== Text for analysis ==
________________
Today, Reform UK presents itself as a credible contender for power. Yet its origins are rooted in that same moment of crisis, when Nigel Farage and Richard Tice moved to reposition the Brexit Party as the political voice of anti-lockdown resistance.

Reframing public health as political choice

This was a deliberate repositioning. In early 2021, as restrictions remained in place, the party formally applied to become Reform UK, shifting its focus from leaving the EU to opposing lockdowns and supporting businesses. In a joint Telegraph article, Farage and Tice argued it was “time to redirect our energies,” insisting Britain should “learn to live with the virus, not hide in fear of it.” What they offered was not simply a critique of policy, but a reframing of public health, as a matter of individual choice rather than collective necessity.

That reframing stands in contradiction with subsequent evidence. Research by Imperial College London estimated that the first national lockdown saved more than 470,000 lives. A 2025 public inquiry later concluded that introducing restrictions just one week earlier could have prevented an additional 23,000 deaths in England during the first wave.

From fringe to mainstream

The pandemic didn’t create anti-science or conspiratorial politics, but it accelerated and amplified them. Lockdowns, vaccination campaigns and border controls were recast by fringe networks as instruments of authoritarian control, feeding into a broader narrative that portrayed globalisation as inherently oppressive.
________________
== Entries shown ==
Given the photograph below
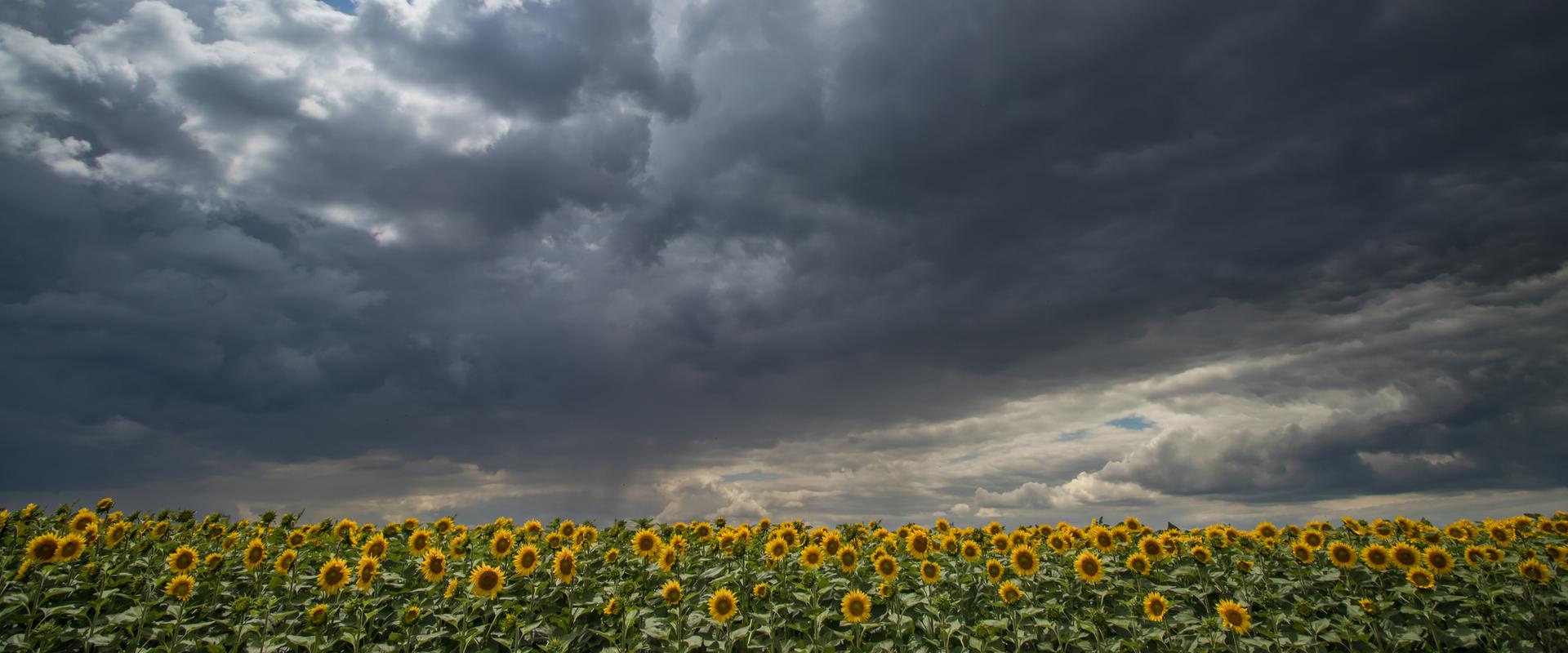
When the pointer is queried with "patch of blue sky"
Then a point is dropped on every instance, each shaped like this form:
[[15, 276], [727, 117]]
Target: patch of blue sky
[[1131, 423]]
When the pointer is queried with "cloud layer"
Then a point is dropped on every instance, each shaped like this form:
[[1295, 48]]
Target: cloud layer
[[822, 259]]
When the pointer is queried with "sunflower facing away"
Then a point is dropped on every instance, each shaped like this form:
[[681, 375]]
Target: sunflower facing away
[[333, 575], [671, 593], [857, 606], [565, 567], [1235, 617], [722, 605], [1089, 567], [487, 581], [1155, 606]]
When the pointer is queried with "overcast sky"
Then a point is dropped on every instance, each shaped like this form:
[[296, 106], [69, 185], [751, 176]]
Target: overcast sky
[[797, 259]]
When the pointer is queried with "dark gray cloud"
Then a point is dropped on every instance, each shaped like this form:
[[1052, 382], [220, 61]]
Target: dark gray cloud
[[598, 248]]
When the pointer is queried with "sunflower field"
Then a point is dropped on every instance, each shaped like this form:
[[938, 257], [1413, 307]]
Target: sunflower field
[[95, 578]]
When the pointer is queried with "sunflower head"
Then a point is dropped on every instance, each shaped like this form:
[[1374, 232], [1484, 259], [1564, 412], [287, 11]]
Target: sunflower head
[[333, 575], [857, 606], [565, 566], [487, 581], [722, 605], [1155, 606], [1089, 567], [1235, 617], [671, 593], [1009, 593]]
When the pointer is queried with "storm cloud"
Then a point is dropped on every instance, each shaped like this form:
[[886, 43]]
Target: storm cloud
[[819, 259]]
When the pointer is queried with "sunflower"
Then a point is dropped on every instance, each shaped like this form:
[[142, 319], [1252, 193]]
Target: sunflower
[[487, 581], [255, 555], [857, 606], [1201, 555], [180, 586], [969, 550], [671, 593], [1138, 562], [1343, 555], [366, 575], [333, 575], [69, 549], [1375, 557], [1010, 593], [318, 614], [1024, 561], [811, 557], [1089, 567], [1302, 553], [1440, 561], [888, 567], [1405, 557], [1155, 606], [501, 544], [526, 559], [1313, 537], [1235, 617], [722, 605], [565, 567], [1535, 572], [184, 559], [930, 572]]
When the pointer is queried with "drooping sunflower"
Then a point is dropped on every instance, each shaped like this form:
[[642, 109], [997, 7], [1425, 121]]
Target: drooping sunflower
[[857, 606], [180, 586], [1375, 557], [886, 567], [1438, 561], [255, 553], [1405, 557], [501, 544], [526, 559], [993, 571], [1024, 561], [184, 559], [333, 575], [930, 572], [487, 581], [1010, 593], [969, 550], [1155, 606], [811, 557], [565, 566], [1201, 555], [671, 593], [847, 559], [1235, 617], [1302, 553], [1089, 567], [1535, 572], [1421, 576], [366, 575], [71, 547], [1138, 562], [722, 605], [419, 542]]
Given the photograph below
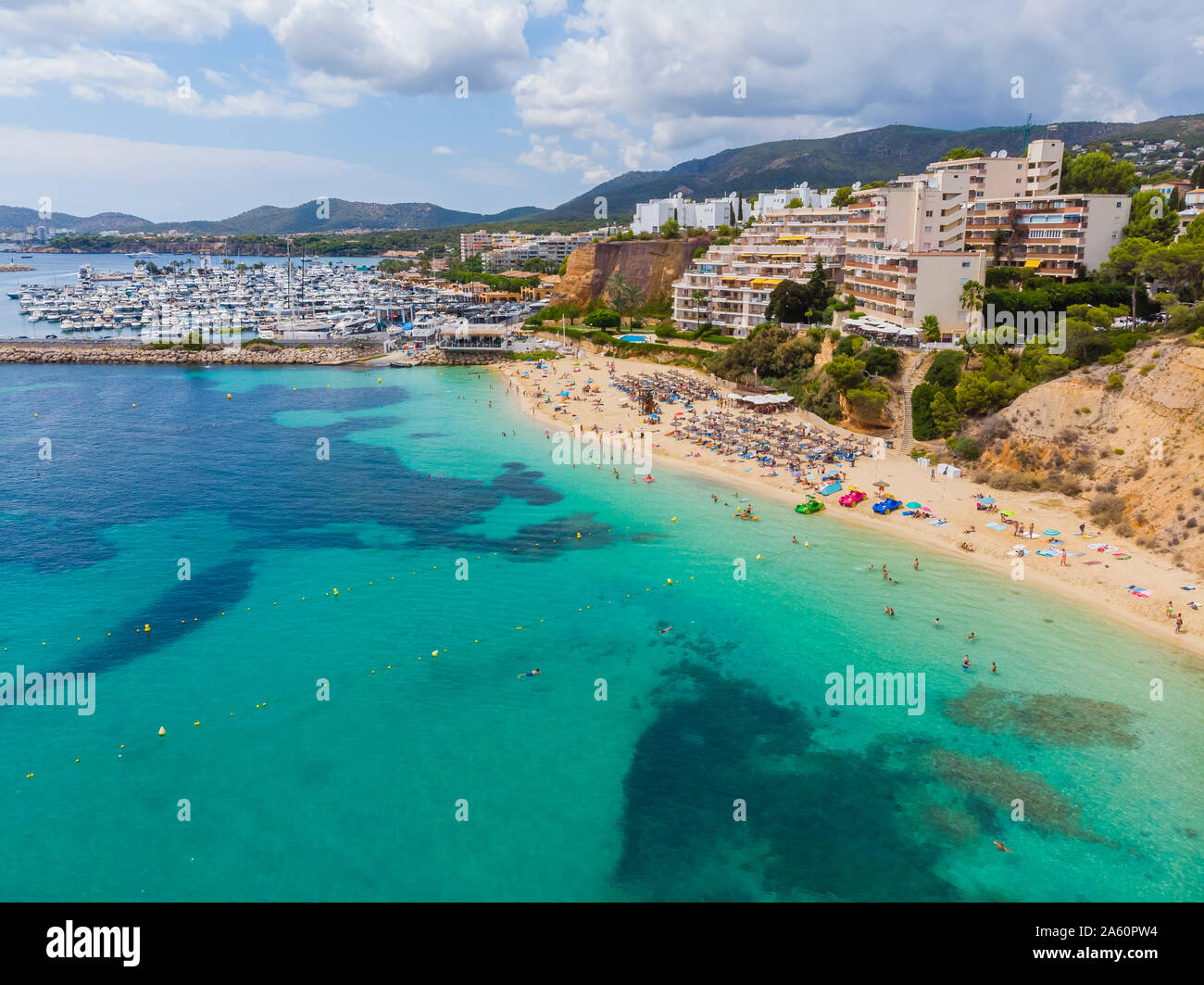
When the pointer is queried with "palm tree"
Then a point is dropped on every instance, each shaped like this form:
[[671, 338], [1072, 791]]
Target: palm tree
[[971, 300]]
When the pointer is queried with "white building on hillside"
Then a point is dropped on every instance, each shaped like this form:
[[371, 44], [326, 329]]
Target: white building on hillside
[[781, 197], [709, 214]]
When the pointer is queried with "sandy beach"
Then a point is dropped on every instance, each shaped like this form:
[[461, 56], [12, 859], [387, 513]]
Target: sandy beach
[[1091, 578]]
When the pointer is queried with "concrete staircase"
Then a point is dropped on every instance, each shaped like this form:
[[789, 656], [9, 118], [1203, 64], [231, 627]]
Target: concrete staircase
[[911, 377]]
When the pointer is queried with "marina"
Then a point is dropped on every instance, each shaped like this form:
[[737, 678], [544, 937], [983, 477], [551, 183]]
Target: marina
[[296, 300]]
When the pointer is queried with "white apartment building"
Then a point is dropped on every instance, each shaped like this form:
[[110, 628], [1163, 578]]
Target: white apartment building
[[553, 247], [781, 197], [730, 285], [689, 214], [906, 256], [1038, 172], [470, 244], [1052, 235]]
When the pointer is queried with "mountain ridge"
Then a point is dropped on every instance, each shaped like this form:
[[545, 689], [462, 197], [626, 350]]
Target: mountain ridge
[[878, 153]]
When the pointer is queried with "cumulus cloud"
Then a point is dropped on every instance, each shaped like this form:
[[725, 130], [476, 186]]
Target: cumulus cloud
[[95, 75], [144, 177], [406, 48], [546, 154], [653, 83]]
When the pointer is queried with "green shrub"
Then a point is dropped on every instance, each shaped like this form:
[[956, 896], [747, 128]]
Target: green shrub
[[964, 447], [603, 318]]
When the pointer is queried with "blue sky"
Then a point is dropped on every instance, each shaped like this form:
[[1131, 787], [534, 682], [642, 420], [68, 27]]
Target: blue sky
[[292, 99]]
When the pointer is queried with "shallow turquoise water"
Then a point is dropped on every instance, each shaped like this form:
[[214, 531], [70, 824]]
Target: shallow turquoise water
[[567, 797]]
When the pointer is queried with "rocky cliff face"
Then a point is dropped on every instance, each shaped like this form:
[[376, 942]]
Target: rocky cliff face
[[650, 264], [1131, 457]]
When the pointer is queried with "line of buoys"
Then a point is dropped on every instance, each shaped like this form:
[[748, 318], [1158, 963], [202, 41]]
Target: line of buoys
[[433, 652]]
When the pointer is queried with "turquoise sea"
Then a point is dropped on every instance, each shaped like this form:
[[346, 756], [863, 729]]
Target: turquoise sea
[[565, 796]]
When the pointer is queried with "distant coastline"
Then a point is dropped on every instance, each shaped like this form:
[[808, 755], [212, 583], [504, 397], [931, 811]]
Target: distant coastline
[[59, 352]]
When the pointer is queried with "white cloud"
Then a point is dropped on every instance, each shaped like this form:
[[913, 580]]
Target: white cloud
[[406, 48], [164, 182], [95, 75], [655, 83], [71, 19], [546, 154]]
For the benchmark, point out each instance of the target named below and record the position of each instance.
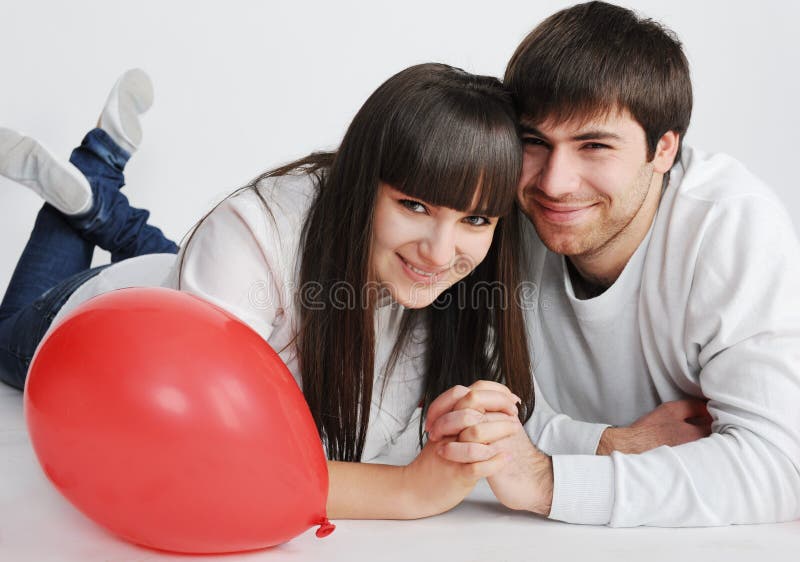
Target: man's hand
(672, 423)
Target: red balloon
(169, 422)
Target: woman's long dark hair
(441, 135)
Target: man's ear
(666, 149)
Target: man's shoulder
(717, 178)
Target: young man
(666, 300)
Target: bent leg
(54, 252)
(112, 223)
(23, 330)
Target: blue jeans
(57, 258)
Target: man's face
(584, 185)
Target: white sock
(24, 160)
(131, 96)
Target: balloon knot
(325, 528)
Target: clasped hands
(475, 432)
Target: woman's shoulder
(272, 210)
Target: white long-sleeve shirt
(706, 307)
(247, 262)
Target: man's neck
(594, 272)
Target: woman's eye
(477, 220)
(414, 206)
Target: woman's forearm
(369, 491)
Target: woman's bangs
(450, 160)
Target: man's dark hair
(595, 58)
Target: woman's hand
(434, 484)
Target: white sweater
(707, 307)
(243, 261)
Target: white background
(244, 85)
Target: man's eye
(476, 220)
(414, 206)
(533, 141)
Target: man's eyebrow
(530, 130)
(597, 135)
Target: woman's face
(419, 250)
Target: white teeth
(419, 271)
________________
== Questions ==
1. Answer the following from the text on Reform UK and the pandemic:
(a) What did the party formally apply to become in early 2021?
(b) How many lives did Imperial College London estimate the first national lockdown saved?
(c) According to the 2025 public inquiry, how many additional deaths in England could restrictions introduced one week earlier have prevented during the first wave?
2. Write the next part of the text on Reform UK and the pandemic, starting after its final sentence.
The records are not required for what comes next.

== Task-by-task results ==
1.
(a) Reform UK
(b) More than 470,000
(c) An additional 23,000

2.
And these ideas didn’t remain on the margins. Misinformation circulated widely on fringe digital platforms, but through amplification by activists, commentators and media platforms, it began to permeate mainstream conservative discourse. The boundary between fringe and acceptable opinion became increasingly porous.

In the United States, anti-lockdown protests framed public health measures as infringements on personal liberty, with sometimes armed demonstrators invoking constitutional rights. Influential political and media figures and outlets played a key role in legitimising these claims, presenting restrictions as “authoritarian” rather than evidence-based interventions.

Republican politicians and individuals affiliated with President Donald Trump’s re-election campaign helped organise or promote anti-lockdown protests across key electoral battleground states. Swing states, such as North Carolina, Pennsylvania and Wisconsin, saw Republican lawmakers, party leaders and Trump allies encourage their social media followers to join the protests, often organised by conservative activists and pro-gun rights groups

.

A parallel narrative unfolded in the UK. By the summer of 2020, London had already seen multiple protests against the government’s response to the pandemic. Prominent right-wing media personalities participated, including Julia Hartley-Brewer, TalkRadio presenter and newspaper columnist, who used her platforms to spread anti-lockdown and Covid-sceptic views.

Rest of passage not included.